Reproduce word for word the part of the material below that opens with the line containing "of the hilltop" and closes with the line containing "Query: hilltop", both lines included. Leave the pictures out of your answer.

START Records for processing

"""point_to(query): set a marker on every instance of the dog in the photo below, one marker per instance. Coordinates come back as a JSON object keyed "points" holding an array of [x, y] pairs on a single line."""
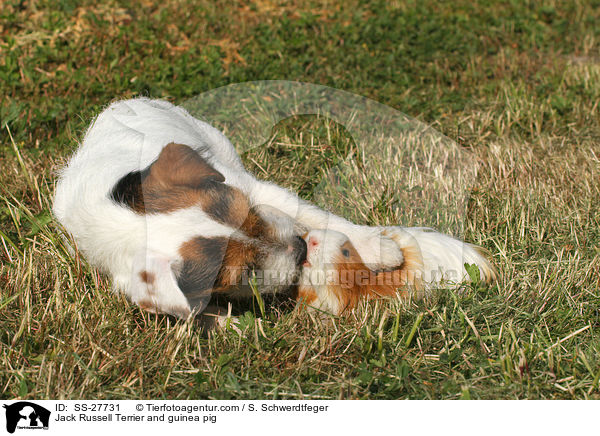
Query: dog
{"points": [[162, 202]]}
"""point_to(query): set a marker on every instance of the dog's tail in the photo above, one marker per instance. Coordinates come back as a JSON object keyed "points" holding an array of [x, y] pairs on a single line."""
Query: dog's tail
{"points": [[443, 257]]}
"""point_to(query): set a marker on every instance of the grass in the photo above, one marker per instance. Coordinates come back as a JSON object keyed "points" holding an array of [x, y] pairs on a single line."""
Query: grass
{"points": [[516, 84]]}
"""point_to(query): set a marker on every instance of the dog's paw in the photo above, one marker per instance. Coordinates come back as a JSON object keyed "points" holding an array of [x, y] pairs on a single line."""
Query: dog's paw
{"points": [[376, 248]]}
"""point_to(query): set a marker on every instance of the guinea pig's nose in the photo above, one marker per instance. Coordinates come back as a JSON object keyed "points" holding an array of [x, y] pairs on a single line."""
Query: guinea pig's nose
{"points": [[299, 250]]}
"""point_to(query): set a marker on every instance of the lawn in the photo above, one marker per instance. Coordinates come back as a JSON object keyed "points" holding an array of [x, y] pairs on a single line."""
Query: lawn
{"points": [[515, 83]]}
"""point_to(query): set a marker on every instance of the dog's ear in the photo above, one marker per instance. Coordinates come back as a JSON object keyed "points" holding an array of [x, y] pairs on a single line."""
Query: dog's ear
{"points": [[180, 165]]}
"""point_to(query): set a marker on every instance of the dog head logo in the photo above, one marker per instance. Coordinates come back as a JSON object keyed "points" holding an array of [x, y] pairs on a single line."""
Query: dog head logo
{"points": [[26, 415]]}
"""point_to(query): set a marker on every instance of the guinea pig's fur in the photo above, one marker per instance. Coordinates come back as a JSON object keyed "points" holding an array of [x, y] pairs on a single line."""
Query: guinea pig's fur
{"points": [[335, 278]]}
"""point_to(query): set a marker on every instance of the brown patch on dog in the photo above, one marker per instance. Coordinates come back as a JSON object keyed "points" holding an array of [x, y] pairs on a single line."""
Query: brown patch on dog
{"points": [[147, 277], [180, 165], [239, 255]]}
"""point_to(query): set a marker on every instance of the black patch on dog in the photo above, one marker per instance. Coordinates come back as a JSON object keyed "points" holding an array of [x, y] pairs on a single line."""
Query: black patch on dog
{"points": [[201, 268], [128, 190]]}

END Records for processing
START Records for processing

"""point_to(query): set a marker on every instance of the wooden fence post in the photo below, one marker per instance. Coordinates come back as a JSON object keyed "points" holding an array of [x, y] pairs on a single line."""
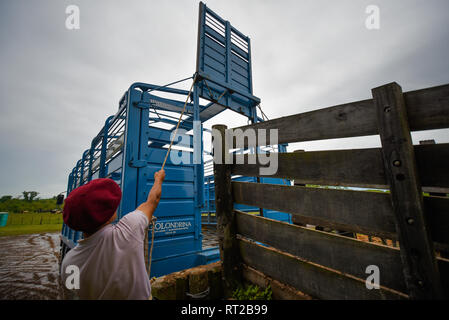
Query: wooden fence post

END Records for processing
START Records for processing

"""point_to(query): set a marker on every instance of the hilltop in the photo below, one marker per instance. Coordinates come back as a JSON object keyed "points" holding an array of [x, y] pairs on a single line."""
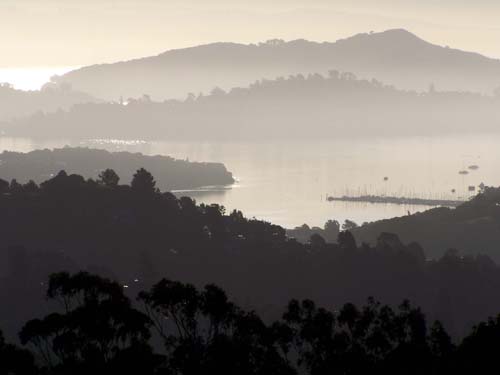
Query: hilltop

END Records for processing

→ **Exercise solution**
"""point_to(query): set a marker on every instance of the hilltop in the photo below, one marker per instance. Coordinates come back as a JSON object keyed "points" holding an array of [x, y] pairs on a single line."""
Query: hilltop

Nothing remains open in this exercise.